Key concepts from the Cultural Cognition Project research program — explained.

What is the Cultural Cognition Project?

The Cultural Cognition Project (CCP) is an interdisciplinary research initiative based at Yale Law School. Founded by Dan M. Kahan, the project investigates how shared cultural values — rather than factual knowledge or analytical ability — determine how individuals perceive risks and evaluate scientific evidence on contested policy issues.

The project's central finding is that on issues like climate change, nuclear power, gun control, and vaccine safety, people who score higher on science literacy and numeracy are more likely to be polarized — not less. This phenomenon, known as identity-protective cognition, occurs because individuals unconsciously evaluate evidence in ways that protect their cultural group identity rather than to reach accurate conclusions.

Cultural Cognition and Risk Perception

Traditional models of science communication assume that public disagreement about risks stems from a lack of information — that if people simply knew more about climate science, they would converge on the scientific consensus. The Cultural Cognition Project's research consistently refutes this assumption. Risk perception is shaped primarily by cultural worldviews: egalitarians and communitarians tend to perceive high risk in industrial activities and low risk in socially equalizing technologies, while hierarchical individualists show the reverse pattern.

These differences persist regardless of education level, income, or political sophistication — and they are amplified, not reduced, by higher cognitive ability. Understanding this dynamic is essential for designing science communication strategies that actually work.

The Science of Science Communication

The Cultural Cognition Project's research has profound implications for how scientists, policymakers, and communicators approach contested empirical issues. Rather than simply presenting more data or emphasizing expert consensus, effective science communication must account for the cultural context in which messages are received. This means identifying trusted communicators within diverse cultural communities, framing evidence in ways that do not trigger identity-protective responses, and building what the project calls a healthy science communication environment — one in which citizens across cultural backgrounds can engage with accurate scientific information without having to choose between that information and their cultural identities.

The project's published research has appeared in Nature Climate Change, Science, the Yale Law Journal, and numerous other peer-reviewed venues, and has been funded by the National Science Foundation, the Robert Wood Johnson Foundation, and the Annenberg Foundation.

TASKS FOR THIS EXERCISE =
(a) According to the text on the Cultural Cognition Project, where is the project based?
(b) Rewrite the text on the Cultural Cognition Project from the words "What is the" through the words "reach accurate conclusions.", substituting "divided" for "polarized".

RAW DATA =

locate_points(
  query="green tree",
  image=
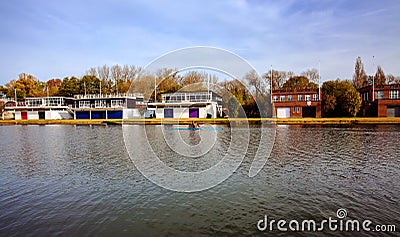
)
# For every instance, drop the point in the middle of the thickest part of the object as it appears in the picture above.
(26, 86)
(340, 99)
(299, 82)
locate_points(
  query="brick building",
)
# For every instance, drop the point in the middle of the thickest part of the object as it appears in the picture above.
(296, 103)
(381, 101)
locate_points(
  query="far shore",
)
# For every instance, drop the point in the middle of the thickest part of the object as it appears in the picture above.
(227, 121)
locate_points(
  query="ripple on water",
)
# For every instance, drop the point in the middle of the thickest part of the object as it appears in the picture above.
(67, 180)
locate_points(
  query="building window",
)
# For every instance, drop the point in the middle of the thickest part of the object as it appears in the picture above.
(117, 103)
(100, 104)
(379, 95)
(394, 94)
(84, 104)
(300, 97)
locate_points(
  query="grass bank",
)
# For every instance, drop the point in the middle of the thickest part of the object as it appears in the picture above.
(289, 121)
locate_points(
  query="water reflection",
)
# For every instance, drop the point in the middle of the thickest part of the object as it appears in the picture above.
(79, 181)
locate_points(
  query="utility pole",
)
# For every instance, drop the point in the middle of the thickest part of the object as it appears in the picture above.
(15, 95)
(155, 89)
(319, 80)
(373, 79)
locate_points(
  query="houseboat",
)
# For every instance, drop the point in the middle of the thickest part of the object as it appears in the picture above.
(301, 103)
(189, 104)
(380, 100)
(33, 108)
(108, 106)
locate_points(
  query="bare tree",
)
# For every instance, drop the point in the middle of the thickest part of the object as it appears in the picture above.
(312, 75)
(278, 78)
(103, 72)
(116, 73)
(92, 72)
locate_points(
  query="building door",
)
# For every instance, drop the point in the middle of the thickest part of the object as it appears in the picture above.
(41, 114)
(309, 112)
(193, 112)
(283, 112)
(393, 111)
(24, 115)
(168, 113)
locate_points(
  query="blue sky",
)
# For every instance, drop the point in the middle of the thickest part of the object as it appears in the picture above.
(54, 39)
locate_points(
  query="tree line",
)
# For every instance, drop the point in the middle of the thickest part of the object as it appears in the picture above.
(245, 97)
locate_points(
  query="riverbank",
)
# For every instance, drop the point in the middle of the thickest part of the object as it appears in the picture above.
(288, 121)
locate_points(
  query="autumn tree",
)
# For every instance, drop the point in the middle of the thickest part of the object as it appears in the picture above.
(26, 86)
(69, 87)
(257, 105)
(312, 75)
(52, 86)
(380, 78)
(340, 99)
(278, 78)
(359, 76)
(299, 82)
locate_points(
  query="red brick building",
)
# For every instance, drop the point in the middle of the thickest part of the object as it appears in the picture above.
(381, 101)
(296, 103)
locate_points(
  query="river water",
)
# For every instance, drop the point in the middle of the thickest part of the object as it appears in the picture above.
(80, 181)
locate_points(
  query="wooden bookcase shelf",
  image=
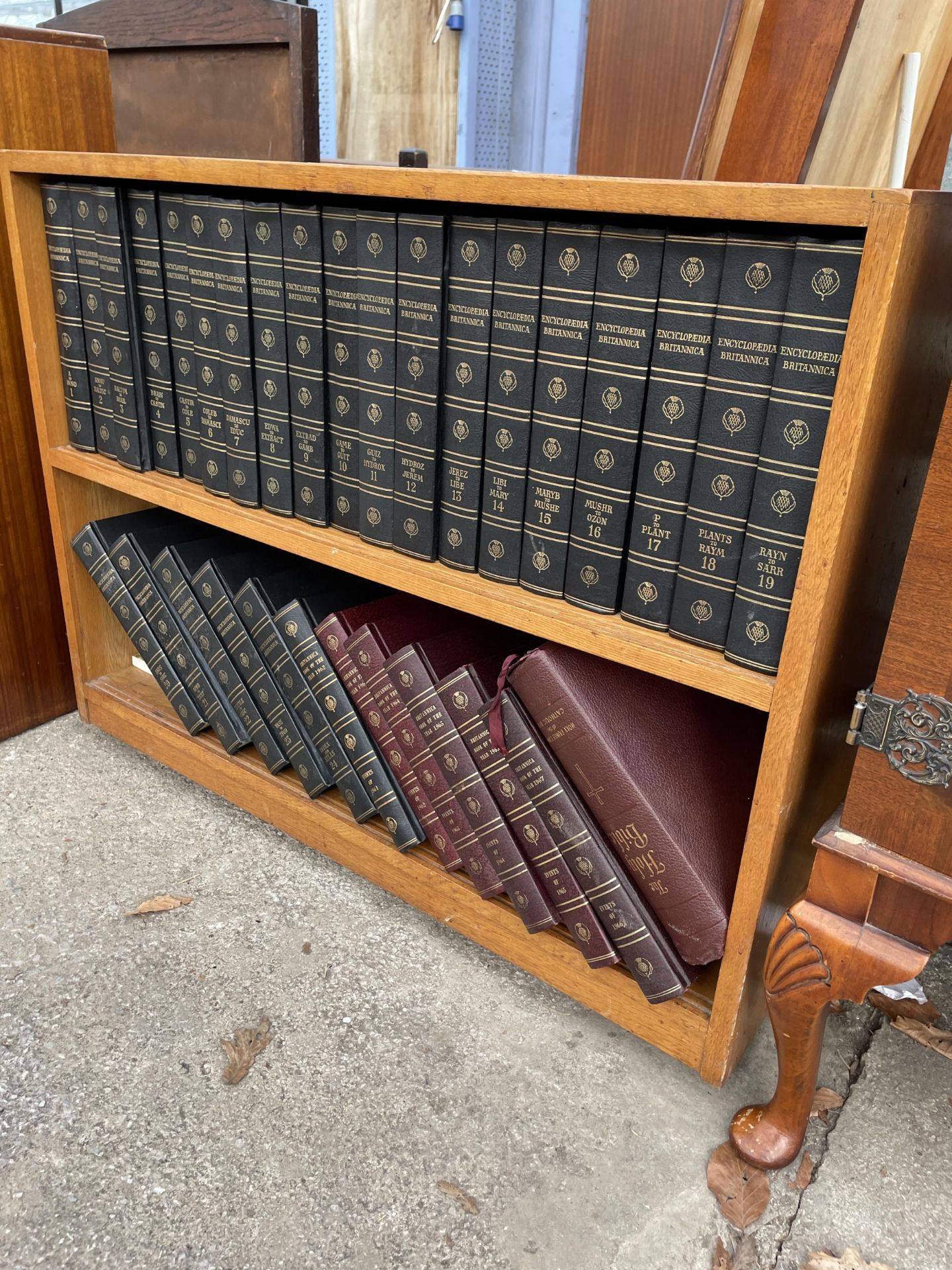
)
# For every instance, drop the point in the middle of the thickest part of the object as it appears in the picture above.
(891, 386)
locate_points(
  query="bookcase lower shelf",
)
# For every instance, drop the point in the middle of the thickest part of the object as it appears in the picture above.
(130, 705)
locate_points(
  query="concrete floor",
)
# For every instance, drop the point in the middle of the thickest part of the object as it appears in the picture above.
(403, 1057)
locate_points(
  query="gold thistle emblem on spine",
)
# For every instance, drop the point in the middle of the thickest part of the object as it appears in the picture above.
(796, 433)
(516, 255)
(734, 419)
(692, 270)
(825, 282)
(783, 502)
(758, 276)
(569, 261)
(611, 399)
(672, 408)
(627, 266)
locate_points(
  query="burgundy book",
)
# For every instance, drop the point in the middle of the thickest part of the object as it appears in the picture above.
(666, 771)
(370, 647)
(413, 677)
(492, 828)
(408, 621)
(463, 697)
(633, 927)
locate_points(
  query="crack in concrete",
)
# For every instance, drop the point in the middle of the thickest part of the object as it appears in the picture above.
(856, 1071)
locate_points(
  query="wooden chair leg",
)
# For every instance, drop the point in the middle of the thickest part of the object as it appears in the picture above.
(815, 956)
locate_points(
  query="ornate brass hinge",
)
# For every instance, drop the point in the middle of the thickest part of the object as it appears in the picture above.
(914, 734)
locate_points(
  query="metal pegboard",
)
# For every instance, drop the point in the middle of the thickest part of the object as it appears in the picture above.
(327, 80)
(494, 83)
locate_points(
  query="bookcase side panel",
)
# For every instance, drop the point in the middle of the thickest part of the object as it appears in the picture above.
(892, 384)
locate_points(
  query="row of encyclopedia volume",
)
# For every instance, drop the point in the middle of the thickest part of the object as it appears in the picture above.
(386, 698)
(629, 415)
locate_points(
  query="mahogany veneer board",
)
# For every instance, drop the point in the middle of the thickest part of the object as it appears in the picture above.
(647, 65)
(890, 393)
(856, 140)
(231, 78)
(397, 89)
(54, 93)
(791, 73)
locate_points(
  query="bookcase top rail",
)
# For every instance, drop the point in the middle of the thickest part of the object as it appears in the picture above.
(807, 205)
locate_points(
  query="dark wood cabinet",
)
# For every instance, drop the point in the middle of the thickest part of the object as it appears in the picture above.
(230, 79)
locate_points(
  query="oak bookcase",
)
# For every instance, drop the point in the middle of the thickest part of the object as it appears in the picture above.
(891, 386)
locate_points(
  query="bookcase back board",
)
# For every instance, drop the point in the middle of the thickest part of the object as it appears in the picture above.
(889, 399)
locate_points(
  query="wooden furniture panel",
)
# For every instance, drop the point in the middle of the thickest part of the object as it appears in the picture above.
(880, 894)
(895, 367)
(54, 93)
(857, 136)
(225, 78)
(397, 89)
(791, 73)
(647, 65)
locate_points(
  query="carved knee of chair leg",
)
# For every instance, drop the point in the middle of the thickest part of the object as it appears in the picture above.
(799, 988)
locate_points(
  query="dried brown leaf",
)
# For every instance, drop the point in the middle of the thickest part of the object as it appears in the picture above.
(825, 1101)
(466, 1202)
(851, 1260)
(746, 1255)
(932, 1037)
(244, 1049)
(159, 905)
(923, 1011)
(721, 1260)
(804, 1174)
(742, 1191)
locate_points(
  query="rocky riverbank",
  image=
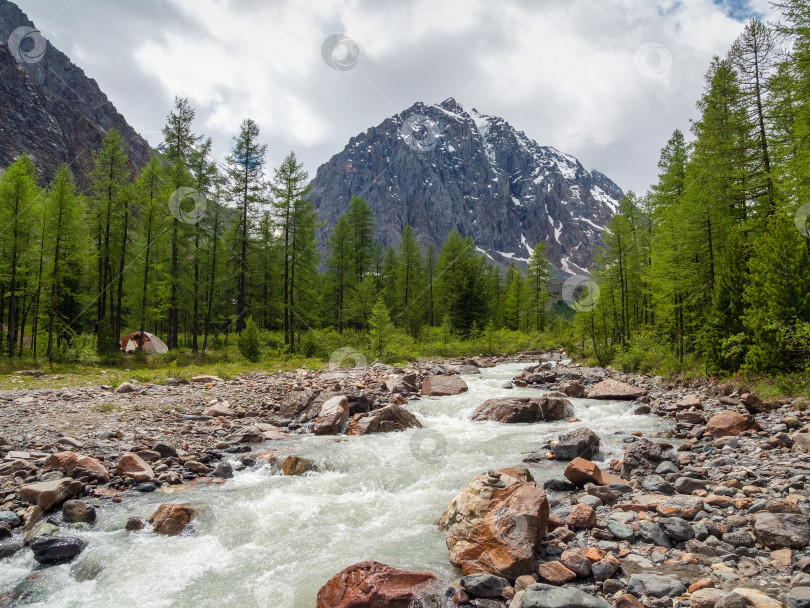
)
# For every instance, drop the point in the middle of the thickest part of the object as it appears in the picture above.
(701, 514)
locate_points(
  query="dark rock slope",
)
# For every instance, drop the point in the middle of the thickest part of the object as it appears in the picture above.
(440, 167)
(50, 108)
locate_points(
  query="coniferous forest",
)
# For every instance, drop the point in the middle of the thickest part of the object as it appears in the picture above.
(708, 270)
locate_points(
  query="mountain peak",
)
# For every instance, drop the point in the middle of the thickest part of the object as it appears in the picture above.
(438, 167)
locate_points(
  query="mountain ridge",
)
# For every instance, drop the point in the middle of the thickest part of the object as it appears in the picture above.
(438, 167)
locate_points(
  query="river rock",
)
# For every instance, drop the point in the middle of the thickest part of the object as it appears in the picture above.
(580, 471)
(132, 465)
(77, 511)
(440, 386)
(55, 550)
(391, 418)
(171, 519)
(524, 409)
(371, 585)
(782, 530)
(655, 585)
(495, 524)
(334, 414)
(484, 585)
(48, 494)
(728, 423)
(541, 595)
(582, 443)
(613, 389)
(297, 465)
(76, 466)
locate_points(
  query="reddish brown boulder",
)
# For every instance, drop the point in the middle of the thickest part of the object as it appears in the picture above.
(334, 414)
(613, 389)
(390, 418)
(76, 466)
(440, 386)
(581, 516)
(171, 519)
(371, 585)
(132, 465)
(728, 423)
(495, 524)
(580, 471)
(524, 409)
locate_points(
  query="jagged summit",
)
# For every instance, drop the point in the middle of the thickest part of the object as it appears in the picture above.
(438, 167)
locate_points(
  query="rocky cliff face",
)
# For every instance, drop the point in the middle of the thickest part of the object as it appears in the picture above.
(49, 107)
(440, 167)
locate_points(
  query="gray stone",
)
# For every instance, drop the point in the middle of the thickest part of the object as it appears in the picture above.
(548, 596)
(677, 529)
(655, 585)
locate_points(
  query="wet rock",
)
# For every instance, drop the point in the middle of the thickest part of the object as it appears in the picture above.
(495, 524)
(484, 585)
(55, 550)
(133, 466)
(582, 443)
(613, 389)
(547, 596)
(655, 585)
(171, 519)
(297, 465)
(728, 423)
(392, 418)
(371, 585)
(77, 511)
(333, 415)
(439, 386)
(48, 494)
(524, 409)
(580, 472)
(782, 530)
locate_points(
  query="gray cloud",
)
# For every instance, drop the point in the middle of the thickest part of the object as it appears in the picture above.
(565, 73)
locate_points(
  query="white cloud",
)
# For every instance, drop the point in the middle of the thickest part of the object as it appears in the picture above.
(565, 73)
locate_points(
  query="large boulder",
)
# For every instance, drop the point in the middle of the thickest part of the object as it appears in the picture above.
(171, 519)
(580, 471)
(48, 494)
(540, 595)
(371, 585)
(440, 386)
(582, 443)
(728, 423)
(496, 522)
(613, 389)
(524, 409)
(132, 465)
(782, 530)
(77, 466)
(334, 414)
(55, 550)
(388, 419)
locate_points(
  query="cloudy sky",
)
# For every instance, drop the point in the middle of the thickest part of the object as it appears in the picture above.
(605, 80)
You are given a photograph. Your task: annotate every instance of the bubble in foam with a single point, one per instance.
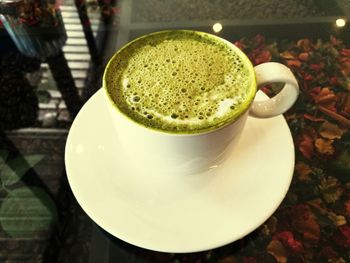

WRITTEN ANSWERS =
(a) At Yale Law School.

(b)
What is the Cultural Cognition Project?

The Cultural Cognition Project (CCP) is an interdisciplinary research initiative based at Yale Law School. Founded by Dan M. Kahan, the project investigates how shared cultural values — rather than factual knowledge or analytical ability — determine how individuals perceive risks and evaluate scientific evidence on contested policy issues.

The project's central finding is that on issues like climate change, nuclear power, gun control, and vaccine safety, people who score higher on science literacy and numeracy are more likely to be divided — not less. This phenomenon, known as identity-protective cognition, occurs because individuals unconsciously evaluate evidence in ways that protect their cultural group identity rather than to reach accurate conclusions.